The entries below contain a line with "Mark a point on each instance of the computer monitor" and a line with "Mark a point on each instance of the white plant". Quote exactly those two lines and all lines between them.
Start of Block
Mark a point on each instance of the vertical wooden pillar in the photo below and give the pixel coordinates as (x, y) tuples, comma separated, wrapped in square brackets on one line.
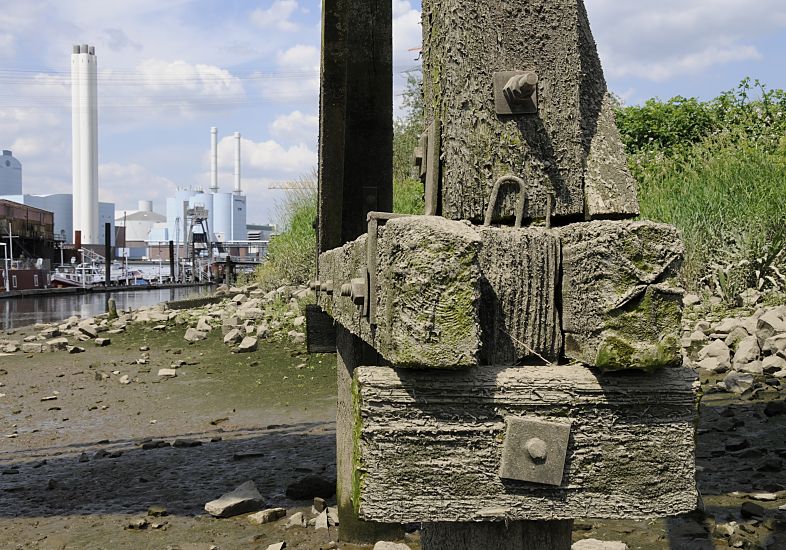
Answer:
[(355, 177), (108, 253), (172, 261)]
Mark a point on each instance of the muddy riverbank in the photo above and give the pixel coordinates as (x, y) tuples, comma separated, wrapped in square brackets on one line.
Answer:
[(86, 447)]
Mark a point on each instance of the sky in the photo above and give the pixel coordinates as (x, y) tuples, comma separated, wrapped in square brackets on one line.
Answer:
[(171, 69)]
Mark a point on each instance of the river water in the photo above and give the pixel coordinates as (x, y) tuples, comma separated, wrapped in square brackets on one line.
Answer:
[(28, 310)]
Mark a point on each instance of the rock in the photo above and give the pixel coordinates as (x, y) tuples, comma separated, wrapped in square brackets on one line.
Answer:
[(775, 408), (773, 364), (157, 511), (311, 486), (752, 510), (297, 337), (754, 367), (322, 521), (204, 324), (768, 325), (32, 347), (248, 345), (140, 523), (735, 337), (186, 443), (690, 300), (595, 544), (384, 545), (194, 335), (88, 329), (245, 498), (57, 344), (233, 337), (748, 350), (296, 520), (267, 516), (737, 382)]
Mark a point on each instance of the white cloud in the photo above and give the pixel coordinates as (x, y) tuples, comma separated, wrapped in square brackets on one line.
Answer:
[(276, 16), (297, 127), (267, 158), (300, 64), (126, 184), (673, 38)]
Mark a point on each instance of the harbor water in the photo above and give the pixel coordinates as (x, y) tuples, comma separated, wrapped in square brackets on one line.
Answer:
[(28, 310)]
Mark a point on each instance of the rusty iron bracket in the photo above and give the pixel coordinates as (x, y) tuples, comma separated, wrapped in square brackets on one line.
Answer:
[(534, 450), (515, 92), (370, 303), (495, 195)]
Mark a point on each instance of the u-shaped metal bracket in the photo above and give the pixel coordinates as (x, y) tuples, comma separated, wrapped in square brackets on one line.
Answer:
[(495, 195)]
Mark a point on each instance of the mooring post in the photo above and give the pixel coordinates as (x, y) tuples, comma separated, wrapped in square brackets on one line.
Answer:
[(172, 262), (355, 177), (108, 254), (477, 387)]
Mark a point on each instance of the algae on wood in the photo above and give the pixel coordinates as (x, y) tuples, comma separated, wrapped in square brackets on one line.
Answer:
[(572, 140), (519, 312), (621, 300), (427, 292), (630, 453)]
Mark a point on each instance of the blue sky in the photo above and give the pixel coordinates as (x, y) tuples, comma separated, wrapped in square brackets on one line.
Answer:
[(171, 69)]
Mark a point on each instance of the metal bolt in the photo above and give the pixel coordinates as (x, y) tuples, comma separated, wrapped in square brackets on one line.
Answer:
[(520, 88), (358, 291), (537, 449)]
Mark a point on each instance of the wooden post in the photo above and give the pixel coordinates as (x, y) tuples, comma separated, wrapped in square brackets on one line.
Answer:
[(516, 535), (172, 261), (108, 253), (355, 177)]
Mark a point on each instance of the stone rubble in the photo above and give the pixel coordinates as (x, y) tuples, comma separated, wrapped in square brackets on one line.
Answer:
[(245, 498)]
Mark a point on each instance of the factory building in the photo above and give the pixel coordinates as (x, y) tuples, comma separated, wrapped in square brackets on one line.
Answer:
[(10, 174), (61, 205)]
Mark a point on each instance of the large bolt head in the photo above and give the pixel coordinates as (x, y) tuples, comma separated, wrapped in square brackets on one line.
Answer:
[(537, 449)]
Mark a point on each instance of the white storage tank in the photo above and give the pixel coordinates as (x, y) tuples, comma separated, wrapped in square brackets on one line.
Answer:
[(10, 174), (222, 216)]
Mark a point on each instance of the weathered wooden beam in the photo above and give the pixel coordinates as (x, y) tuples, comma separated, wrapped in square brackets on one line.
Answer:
[(570, 145), (519, 313), (427, 292), (630, 453), (621, 300)]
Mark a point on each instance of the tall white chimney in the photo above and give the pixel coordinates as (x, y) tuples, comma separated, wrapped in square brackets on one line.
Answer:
[(84, 138), (237, 163), (214, 159)]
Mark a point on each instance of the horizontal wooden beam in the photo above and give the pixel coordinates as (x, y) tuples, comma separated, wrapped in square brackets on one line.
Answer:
[(630, 452)]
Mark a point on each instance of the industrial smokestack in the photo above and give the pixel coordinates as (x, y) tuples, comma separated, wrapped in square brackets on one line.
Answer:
[(84, 136), (237, 163), (214, 159)]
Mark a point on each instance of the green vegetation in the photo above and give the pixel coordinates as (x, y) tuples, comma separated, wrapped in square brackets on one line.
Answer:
[(717, 171)]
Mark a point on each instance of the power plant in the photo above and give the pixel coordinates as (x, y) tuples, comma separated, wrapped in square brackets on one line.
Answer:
[(84, 139)]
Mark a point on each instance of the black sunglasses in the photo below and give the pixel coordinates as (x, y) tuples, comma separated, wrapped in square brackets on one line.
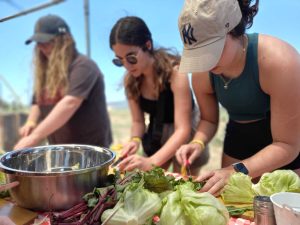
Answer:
[(131, 59)]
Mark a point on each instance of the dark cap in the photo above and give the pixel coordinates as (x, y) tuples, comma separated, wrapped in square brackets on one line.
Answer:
[(47, 27)]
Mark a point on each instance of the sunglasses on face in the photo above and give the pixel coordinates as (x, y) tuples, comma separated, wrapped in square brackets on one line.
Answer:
[(131, 59)]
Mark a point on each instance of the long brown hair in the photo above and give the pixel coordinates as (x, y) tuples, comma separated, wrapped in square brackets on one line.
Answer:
[(249, 11), (51, 74)]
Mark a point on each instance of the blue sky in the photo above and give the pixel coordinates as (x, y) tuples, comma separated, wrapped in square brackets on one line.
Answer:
[(279, 18)]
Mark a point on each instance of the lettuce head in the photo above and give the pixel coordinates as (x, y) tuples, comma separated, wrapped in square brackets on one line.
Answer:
[(238, 189), (185, 206), (277, 181)]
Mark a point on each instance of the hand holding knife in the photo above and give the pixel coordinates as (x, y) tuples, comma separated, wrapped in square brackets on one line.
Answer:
[(114, 164)]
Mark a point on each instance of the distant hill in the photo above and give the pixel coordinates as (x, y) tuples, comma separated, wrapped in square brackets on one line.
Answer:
[(117, 105)]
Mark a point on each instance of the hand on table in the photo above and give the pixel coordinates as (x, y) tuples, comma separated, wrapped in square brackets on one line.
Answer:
[(130, 148), (135, 162), (4, 220), (26, 130), (215, 180)]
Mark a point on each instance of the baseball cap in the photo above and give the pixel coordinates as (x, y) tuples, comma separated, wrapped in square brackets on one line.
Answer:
[(47, 27), (203, 25)]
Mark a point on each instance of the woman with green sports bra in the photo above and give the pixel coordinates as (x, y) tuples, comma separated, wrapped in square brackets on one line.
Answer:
[(255, 77)]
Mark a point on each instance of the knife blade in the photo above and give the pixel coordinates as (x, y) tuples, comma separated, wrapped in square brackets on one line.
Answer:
[(115, 163)]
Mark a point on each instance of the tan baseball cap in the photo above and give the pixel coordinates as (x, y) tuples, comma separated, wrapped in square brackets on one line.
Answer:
[(203, 25)]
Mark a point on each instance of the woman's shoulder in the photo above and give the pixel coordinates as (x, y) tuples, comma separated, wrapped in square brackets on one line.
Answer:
[(273, 52)]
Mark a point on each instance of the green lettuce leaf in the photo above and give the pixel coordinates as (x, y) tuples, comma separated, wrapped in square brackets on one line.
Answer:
[(238, 189), (185, 206), (277, 181), (139, 205)]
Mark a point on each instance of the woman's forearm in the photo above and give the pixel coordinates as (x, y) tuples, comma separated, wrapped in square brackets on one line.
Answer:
[(168, 150), (270, 158), (34, 114)]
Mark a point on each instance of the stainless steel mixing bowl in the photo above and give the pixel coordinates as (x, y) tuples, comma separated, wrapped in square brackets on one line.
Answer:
[(55, 177)]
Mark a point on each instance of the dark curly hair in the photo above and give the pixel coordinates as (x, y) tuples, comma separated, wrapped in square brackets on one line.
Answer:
[(131, 30), (248, 12)]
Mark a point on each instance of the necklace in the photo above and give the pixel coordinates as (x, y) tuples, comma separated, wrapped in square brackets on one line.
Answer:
[(225, 80)]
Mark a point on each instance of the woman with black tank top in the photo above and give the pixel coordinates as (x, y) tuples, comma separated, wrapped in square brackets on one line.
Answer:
[(153, 86), (254, 76)]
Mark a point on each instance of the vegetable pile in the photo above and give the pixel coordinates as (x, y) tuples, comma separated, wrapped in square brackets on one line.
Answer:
[(149, 198), (240, 189)]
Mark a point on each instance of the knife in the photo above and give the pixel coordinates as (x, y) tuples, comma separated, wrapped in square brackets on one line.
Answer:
[(115, 163)]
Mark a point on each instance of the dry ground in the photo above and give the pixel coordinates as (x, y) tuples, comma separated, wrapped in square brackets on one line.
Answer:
[(120, 119)]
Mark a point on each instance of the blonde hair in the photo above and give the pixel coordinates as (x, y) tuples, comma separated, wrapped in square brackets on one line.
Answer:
[(164, 63), (51, 74)]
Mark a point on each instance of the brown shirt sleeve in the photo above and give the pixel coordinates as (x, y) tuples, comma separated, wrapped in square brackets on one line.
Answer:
[(82, 77)]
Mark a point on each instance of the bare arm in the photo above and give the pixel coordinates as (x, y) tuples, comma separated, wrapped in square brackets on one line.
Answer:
[(60, 114), (279, 68), (280, 78), (208, 123), (182, 119), (137, 128)]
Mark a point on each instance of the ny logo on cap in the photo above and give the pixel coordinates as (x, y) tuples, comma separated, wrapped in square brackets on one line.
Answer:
[(187, 34)]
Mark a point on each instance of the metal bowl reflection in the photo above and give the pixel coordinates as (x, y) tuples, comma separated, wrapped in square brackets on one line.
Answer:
[(55, 177)]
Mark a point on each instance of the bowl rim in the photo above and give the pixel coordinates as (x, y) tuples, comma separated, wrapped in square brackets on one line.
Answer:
[(8, 170)]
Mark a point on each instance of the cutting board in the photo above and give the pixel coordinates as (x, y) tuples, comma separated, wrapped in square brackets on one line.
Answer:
[(18, 215)]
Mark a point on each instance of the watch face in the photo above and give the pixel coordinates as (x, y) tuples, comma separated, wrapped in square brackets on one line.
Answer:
[(240, 167)]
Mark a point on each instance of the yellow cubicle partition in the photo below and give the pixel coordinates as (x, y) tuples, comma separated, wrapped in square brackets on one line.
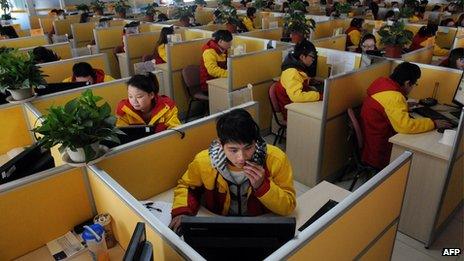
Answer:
[(106, 39), (83, 34), (361, 227), (15, 132), (138, 45), (336, 43), (63, 50), (423, 55), (25, 42), (60, 70)]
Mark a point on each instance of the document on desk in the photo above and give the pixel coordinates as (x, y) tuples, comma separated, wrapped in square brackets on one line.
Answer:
[(161, 210)]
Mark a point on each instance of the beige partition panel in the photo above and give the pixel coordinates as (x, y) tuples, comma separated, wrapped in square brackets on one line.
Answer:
[(422, 55), (83, 34), (366, 228), (60, 70), (37, 212), (106, 40), (25, 42), (63, 50), (15, 131), (138, 45)]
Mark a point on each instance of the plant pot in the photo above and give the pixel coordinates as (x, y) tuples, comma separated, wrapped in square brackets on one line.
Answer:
[(297, 37), (393, 51), (21, 94), (231, 28), (79, 155)]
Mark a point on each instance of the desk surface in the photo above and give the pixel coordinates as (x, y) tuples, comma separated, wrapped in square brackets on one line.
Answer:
[(42, 254), (311, 109), (424, 142)]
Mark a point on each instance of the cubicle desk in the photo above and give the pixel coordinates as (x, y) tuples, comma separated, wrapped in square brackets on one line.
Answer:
[(426, 182), (305, 120), (42, 254)]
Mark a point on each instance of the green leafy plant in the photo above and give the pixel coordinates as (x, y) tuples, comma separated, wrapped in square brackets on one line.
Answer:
[(296, 21), (83, 7), (5, 5), (80, 123), (395, 35), (343, 8), (18, 71)]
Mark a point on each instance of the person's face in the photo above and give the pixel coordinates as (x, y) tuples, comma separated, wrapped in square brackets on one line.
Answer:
[(88, 79), (460, 63), (307, 59), (238, 154), (368, 45), (224, 45), (139, 99)]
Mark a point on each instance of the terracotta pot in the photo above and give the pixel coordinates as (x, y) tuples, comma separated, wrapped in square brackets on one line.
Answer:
[(393, 51)]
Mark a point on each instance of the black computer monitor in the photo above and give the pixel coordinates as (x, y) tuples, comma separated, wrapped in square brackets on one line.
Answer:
[(58, 87), (136, 244), (237, 238), (32, 160)]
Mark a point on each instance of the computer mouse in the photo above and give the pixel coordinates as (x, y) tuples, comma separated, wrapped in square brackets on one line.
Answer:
[(428, 102)]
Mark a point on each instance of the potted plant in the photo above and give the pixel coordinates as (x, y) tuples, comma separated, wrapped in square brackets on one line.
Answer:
[(19, 74), (97, 7), (296, 24), (394, 37), (6, 6), (121, 8), (78, 127)]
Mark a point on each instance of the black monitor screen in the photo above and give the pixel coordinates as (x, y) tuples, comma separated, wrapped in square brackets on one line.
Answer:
[(136, 244), (237, 238)]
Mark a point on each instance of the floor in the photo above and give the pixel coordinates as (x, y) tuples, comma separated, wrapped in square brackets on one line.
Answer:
[(406, 248)]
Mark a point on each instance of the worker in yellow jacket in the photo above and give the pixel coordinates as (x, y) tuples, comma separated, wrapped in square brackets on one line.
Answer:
[(238, 175), (145, 107), (248, 21), (385, 112)]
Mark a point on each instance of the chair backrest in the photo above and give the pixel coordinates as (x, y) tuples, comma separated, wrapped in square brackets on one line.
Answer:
[(356, 127), (191, 76)]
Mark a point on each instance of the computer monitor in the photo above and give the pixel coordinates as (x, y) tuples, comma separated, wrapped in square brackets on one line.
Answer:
[(58, 87), (459, 93), (237, 238), (136, 244), (32, 160)]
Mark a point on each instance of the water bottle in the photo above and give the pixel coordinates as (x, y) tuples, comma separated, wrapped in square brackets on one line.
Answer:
[(94, 236)]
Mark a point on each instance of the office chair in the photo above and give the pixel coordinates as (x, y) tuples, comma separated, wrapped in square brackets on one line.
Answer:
[(191, 77), (355, 137), (275, 111)]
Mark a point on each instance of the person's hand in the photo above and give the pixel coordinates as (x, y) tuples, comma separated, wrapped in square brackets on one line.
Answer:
[(175, 224), (442, 124), (254, 173)]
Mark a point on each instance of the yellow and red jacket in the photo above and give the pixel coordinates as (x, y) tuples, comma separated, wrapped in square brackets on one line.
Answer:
[(276, 194), (163, 114), (213, 63), (100, 77), (419, 41), (248, 23), (353, 36), (383, 114)]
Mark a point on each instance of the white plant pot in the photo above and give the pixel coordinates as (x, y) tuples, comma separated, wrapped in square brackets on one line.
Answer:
[(79, 155), (21, 94)]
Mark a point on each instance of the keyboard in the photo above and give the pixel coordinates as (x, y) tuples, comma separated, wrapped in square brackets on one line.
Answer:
[(434, 115)]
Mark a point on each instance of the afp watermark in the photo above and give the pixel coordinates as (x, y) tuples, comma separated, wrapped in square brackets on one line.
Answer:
[(451, 251)]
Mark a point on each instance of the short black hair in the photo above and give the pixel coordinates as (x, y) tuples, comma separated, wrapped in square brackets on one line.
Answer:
[(237, 126), (41, 54), (404, 72), (84, 69), (147, 83), (222, 35), (305, 48), (251, 11)]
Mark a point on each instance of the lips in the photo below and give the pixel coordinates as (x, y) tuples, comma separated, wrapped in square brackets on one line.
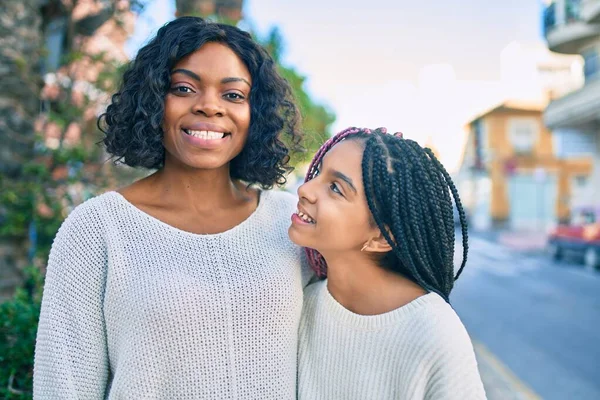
End of Block
#### [EXERCISE RESPONSE]
Mark a point on each instance of the computer monitor in the photo above and give the pixel coordinates as (x, y) tuples, comma separated, wrapped in square brackets on one line.
Answer:
[(58, 87), (459, 93), (237, 238), (136, 244), (32, 160)]
Mark a point on each instance of the water bottle in the photo above and give the pixel coordinates as (x, y) tuples, comma separated, wrapped in square brackets on one line.
Answer:
[(94, 236)]
Mark a point on each instance of the office chair in the photo above and give the pixel coordinates as (x, y) tuples, comma separated, wrapped in square brackets on one line.
Answer:
[(191, 77), (355, 137), (275, 111)]
Mark a point on each instance of the person's hand in the photo above and give the pixel coordinates as (x, y) tuples, comma separated, wrapped in square brackets on one line.
Answer:
[(175, 224), (442, 124), (254, 173)]
Mark a point on each instance of the yellow and red jacket in the photo above and give the pixel coordinates as (x, y) tuples, comma separated, wrapped in square brackets on one line.
Answer:
[(276, 194), (163, 114), (213, 63), (100, 77), (419, 41), (248, 23), (353, 36), (383, 114)]
Mark a point on each instance of the white plant pot in the photo above and give the pixel coordinates as (x, y) tuples, comma separated, wrapped in square brackets on one line.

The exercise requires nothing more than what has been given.